Data entries:

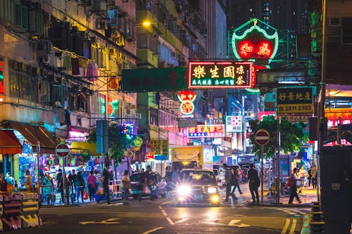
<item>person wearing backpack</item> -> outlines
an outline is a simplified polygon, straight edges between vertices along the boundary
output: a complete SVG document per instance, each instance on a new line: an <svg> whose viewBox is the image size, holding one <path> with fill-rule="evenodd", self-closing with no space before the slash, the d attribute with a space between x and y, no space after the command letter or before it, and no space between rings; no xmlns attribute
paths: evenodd
<svg viewBox="0 0 352 234"><path fill-rule="evenodd" d="M289 204L292 204L294 201L294 197L296 197L299 203L302 203L299 200L298 195L297 194L297 183L296 181L300 181L301 178L297 176L298 168L294 168L294 173L290 176L290 186L291 186L291 195L289 196Z"/></svg>
<svg viewBox="0 0 352 234"><path fill-rule="evenodd" d="M254 169L253 163L249 164L249 170L247 172L248 180L249 181L249 190L252 195L252 204L259 204L259 193L258 188L260 185L260 180L258 176L258 171Z"/></svg>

EXERCISE TASK:
Extract every line of the records above verbatim, omitting the pictures.

SOLVED EXERCISE:
<item>person wearing backpack</item> -> outlines
an outline is a simplified polygon, straight edges between vertices along the boundary
output: a complete SVG document per instance, each instance on a new line: an <svg> whose viewBox is the image size, holding one <path> with fill-rule="evenodd", self-closing with no space before the slash, the d attribute with a space between x and y, no space after the command letter or before it, and no space between rings; no xmlns attribute
paths: evenodd
<svg viewBox="0 0 352 234"><path fill-rule="evenodd" d="M289 204L292 204L294 201L294 197L296 197L299 203L302 203L299 200L298 195L297 194L297 183L296 181L300 181L301 178L297 176L298 168L294 168L294 173L290 176L290 186L291 186L291 195L289 196Z"/></svg>
<svg viewBox="0 0 352 234"><path fill-rule="evenodd" d="M254 169L253 163L249 164L249 170L247 172L248 180L249 181L249 190L252 195L252 204L259 204L259 193L258 188L260 185L260 180L258 176L258 171Z"/></svg>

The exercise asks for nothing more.